- _DIRECTION_: Please rewrite everything from the line containing "point: black stool" down to the end of the material, replacing "stool" with "chair" and leaving all else unchanged.

[Dataset entries]
Begin

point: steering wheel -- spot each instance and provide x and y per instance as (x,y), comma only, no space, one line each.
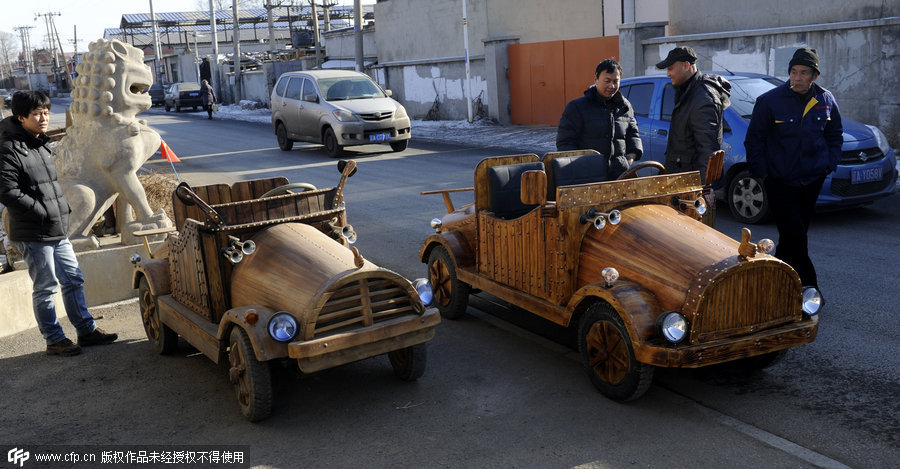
(286,189)
(632,171)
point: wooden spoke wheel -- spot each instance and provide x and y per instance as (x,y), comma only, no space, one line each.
(409,362)
(608,355)
(162,339)
(451,296)
(632,171)
(251,379)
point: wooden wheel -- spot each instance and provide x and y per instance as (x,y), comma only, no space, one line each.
(632,171)
(608,355)
(409,362)
(162,339)
(251,379)
(451,296)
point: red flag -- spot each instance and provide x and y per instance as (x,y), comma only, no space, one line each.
(167,152)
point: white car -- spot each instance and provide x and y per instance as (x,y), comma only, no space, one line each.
(336,108)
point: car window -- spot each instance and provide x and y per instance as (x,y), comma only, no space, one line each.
(282,84)
(640,95)
(309,90)
(293,89)
(668,102)
(336,89)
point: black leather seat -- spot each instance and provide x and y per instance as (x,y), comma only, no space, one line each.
(572,170)
(506,186)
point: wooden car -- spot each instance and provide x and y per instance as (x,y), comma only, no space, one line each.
(269,275)
(626,262)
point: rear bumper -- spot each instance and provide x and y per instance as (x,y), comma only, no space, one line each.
(725,350)
(334,350)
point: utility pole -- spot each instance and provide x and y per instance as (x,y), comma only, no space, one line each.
(237,53)
(357,28)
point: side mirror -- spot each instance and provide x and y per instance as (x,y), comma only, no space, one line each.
(534,187)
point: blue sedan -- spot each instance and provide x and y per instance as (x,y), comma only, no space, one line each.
(867,170)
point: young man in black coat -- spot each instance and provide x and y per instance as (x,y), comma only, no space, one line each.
(39,222)
(602,120)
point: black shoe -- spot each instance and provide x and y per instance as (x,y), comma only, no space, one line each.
(98,337)
(64,347)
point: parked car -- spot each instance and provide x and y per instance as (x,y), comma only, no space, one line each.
(157,94)
(183,94)
(269,275)
(866,173)
(336,108)
(626,264)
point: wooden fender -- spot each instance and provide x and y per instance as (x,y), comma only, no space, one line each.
(157,273)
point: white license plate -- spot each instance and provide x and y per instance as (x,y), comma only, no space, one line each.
(863,175)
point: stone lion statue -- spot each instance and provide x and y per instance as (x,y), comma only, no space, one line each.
(105,144)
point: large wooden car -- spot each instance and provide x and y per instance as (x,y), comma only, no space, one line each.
(270,275)
(627,262)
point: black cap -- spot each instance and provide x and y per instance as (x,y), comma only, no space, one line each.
(805,56)
(678,54)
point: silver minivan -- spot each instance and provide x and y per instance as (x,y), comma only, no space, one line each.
(336,108)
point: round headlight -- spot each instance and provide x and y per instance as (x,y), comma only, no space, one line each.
(423,288)
(282,327)
(673,326)
(812,301)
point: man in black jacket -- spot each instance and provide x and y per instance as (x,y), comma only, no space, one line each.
(602,120)
(39,218)
(696,129)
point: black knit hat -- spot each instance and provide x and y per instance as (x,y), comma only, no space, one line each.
(805,56)
(678,54)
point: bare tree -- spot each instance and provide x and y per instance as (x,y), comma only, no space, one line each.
(9,47)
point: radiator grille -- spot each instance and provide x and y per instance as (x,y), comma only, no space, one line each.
(750,297)
(362,303)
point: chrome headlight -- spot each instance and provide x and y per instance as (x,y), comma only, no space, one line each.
(673,326)
(423,288)
(282,327)
(812,301)
(344,115)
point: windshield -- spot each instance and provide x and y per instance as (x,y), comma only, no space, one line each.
(744,92)
(338,89)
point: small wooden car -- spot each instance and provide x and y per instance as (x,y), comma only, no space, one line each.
(627,262)
(269,275)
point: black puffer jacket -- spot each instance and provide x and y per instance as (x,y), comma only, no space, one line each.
(28,186)
(696,129)
(608,126)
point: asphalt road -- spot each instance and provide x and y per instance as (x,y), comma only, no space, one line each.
(500,390)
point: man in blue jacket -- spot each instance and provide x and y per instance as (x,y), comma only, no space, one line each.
(793,141)
(602,120)
(39,221)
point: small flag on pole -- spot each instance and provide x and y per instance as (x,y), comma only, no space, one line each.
(167,153)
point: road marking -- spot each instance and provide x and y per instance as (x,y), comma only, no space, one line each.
(758,434)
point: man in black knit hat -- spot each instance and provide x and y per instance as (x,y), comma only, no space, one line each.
(793,141)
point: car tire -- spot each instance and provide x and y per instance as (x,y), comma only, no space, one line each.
(747,198)
(251,379)
(284,142)
(330,141)
(608,355)
(399,145)
(451,296)
(409,362)
(162,339)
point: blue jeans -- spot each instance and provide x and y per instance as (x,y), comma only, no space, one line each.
(48,262)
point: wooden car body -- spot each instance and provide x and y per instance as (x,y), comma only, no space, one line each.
(345,308)
(547,256)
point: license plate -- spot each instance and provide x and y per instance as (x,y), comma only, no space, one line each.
(863,175)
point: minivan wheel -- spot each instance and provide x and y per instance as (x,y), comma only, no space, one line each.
(283,142)
(334,150)
(747,198)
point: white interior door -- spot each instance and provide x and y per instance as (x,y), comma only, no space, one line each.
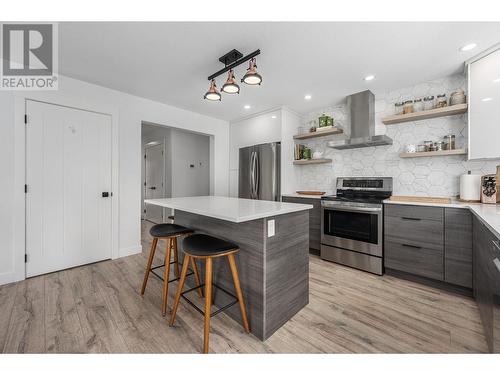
(68,168)
(154,175)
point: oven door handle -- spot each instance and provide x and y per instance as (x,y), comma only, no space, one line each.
(354,209)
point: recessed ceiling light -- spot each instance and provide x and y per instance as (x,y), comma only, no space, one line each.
(468,47)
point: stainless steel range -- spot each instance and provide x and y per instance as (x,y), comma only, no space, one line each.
(352,222)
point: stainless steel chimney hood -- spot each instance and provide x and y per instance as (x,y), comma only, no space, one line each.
(362,109)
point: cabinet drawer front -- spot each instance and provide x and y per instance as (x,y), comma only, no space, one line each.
(414,212)
(314,219)
(418,261)
(458,247)
(458,272)
(426,233)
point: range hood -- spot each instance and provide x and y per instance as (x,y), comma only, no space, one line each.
(362,110)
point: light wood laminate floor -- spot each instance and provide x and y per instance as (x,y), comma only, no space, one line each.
(98,309)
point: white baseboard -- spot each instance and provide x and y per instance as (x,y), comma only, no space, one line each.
(11,277)
(124,252)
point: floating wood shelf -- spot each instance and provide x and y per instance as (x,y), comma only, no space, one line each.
(460,151)
(311,161)
(321,133)
(424,115)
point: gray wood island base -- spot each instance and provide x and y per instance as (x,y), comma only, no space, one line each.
(273,269)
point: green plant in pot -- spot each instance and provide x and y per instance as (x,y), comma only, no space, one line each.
(323,120)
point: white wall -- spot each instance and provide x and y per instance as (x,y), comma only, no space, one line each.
(7,208)
(160,134)
(263,128)
(188,149)
(129,111)
(428,176)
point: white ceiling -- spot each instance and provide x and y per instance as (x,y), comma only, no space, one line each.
(170,62)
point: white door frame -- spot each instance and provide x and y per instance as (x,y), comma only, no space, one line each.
(55,98)
(164,181)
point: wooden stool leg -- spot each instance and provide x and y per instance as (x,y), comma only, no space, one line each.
(176,259)
(196,275)
(237,287)
(208,302)
(166,275)
(179,290)
(148,266)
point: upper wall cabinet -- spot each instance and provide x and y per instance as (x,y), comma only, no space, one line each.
(484,106)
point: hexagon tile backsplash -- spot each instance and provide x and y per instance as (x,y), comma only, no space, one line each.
(427,176)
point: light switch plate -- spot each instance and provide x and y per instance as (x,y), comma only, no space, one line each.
(270,228)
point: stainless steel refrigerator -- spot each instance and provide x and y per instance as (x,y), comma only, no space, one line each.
(260,172)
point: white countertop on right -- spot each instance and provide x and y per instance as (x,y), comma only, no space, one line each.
(489,214)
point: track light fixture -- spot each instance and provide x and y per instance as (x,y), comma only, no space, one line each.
(212,94)
(231,87)
(231,60)
(251,77)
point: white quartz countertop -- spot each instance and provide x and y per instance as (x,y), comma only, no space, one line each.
(237,210)
(489,214)
(296,195)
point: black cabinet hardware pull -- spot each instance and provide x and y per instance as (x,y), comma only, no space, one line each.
(412,246)
(496,244)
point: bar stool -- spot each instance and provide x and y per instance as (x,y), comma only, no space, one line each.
(170,233)
(202,246)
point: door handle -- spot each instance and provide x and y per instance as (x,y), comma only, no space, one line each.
(412,246)
(497,263)
(496,244)
(257,174)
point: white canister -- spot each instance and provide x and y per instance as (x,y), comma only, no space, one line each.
(411,148)
(470,187)
(317,154)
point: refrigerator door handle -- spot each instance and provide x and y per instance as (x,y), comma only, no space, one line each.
(257,175)
(252,175)
(273,191)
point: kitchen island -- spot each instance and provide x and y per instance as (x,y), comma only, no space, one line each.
(273,261)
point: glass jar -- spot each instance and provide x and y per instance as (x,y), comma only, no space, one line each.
(428,102)
(408,107)
(441,101)
(450,141)
(398,108)
(306,154)
(323,120)
(439,146)
(418,105)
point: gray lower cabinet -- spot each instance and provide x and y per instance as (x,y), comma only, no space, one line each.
(458,247)
(314,219)
(487,281)
(433,242)
(414,240)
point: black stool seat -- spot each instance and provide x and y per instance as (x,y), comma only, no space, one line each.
(168,230)
(205,245)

End

- _THE RESPONSE_:
point: black chair seat -- spot each instance and provide x and y per instance as (x,y), comma only, no space, one line each.
(168,230)
(205,245)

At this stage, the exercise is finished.